** START OF EXCERPT **

The Temptation of Jesus (Matthew 4:1-11)

Have you ever been tempted to do or say something that you know is wrong? For example, you knew you had homework that needed to be done, but your favorite program was streaming now on TV, so you chose to watch TV instead of doing your homework. The next day when your teacher asked you why you didn’t turn in your homework, you told the teacher, “My dog ate it” or “My baby brother tore it up.” We begin to point the finger of blame at someone else.  (Hold a large foam finger, pointing at the congregation.)  Or perhaps someone in this congregation took it!  (???!!!)

But you might have just have thought through this temptation over, and discerned/decided/chose that it was not a good action to take. Nope. Not going to do it. I’ll do my homework rather than be lazy, or lie, or get our family dog in trouble!

It isn’t a sin to be tempted unless we do what we are tempted to do, even though we know it is wrong. Even Jesus himself was tempted. In our Gospel lesson today, we heard about the temptation of Jesus.  He was in his late twenties, not a child or teen, so it was a little different than you, but still, it was a temptation, even three of them, and all of them were big ones and from the devil himself.  We won’t have it that bad, but we do get tempted to sin, and we shouldn’t, no matter what sin it is—but especially if it is a big bad one.

After Jesus was baptized, he went out into the desert to pray. He stayed there a long time and got very hungry. He had not eaten anything because He was trying to listen to God and do what he said. I’m sure that his tummy must have been rumbling from hunger!  He was tested to turn rocks into bread.  He did not do it.  For Jesus, it would have been an action of his not trusting God the Father to do that, or to behave beyond his human limitation.  He was to be like us in all things, but for sinning.

Jesus was next tempted to fly, or leap off a very, very high spot—even to dare it so!  As to jump off from there meant usually death or awful injuries. The tempter said: Do it, and don’t worry–the angels will save you.  Try it!  Jesus said: Get back, devil. You never need not test God like that, you are wrong to suggest it to me.

** END OF EXCERPT **
** START OF EXTRACTED INFORMATION **

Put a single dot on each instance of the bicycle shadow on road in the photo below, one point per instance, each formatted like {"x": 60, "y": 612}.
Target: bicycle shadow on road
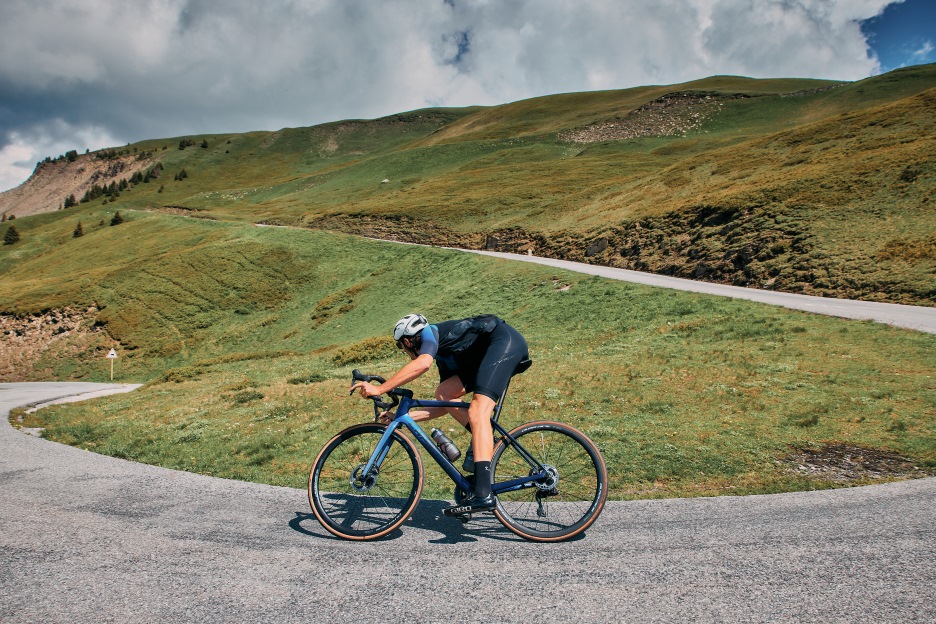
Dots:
{"x": 427, "y": 517}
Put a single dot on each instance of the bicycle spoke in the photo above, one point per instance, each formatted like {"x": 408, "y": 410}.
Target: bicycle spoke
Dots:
{"x": 358, "y": 506}
{"x": 568, "y": 500}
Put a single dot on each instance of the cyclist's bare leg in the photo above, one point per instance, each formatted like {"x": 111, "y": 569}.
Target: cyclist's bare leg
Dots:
{"x": 482, "y": 435}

** END OF EXTRACTED INFORMATION **

**TASK TO COMPLETE**
Please explain, in one to three sentences, why Jesus refused to turn rocks into bread according to the text on the temptation of Jesus.

**FINISHED EXERCISE**
Doing it would have meant not trusting God the Father, or acting beyond his human limitation. He was to be like us in all things except sin.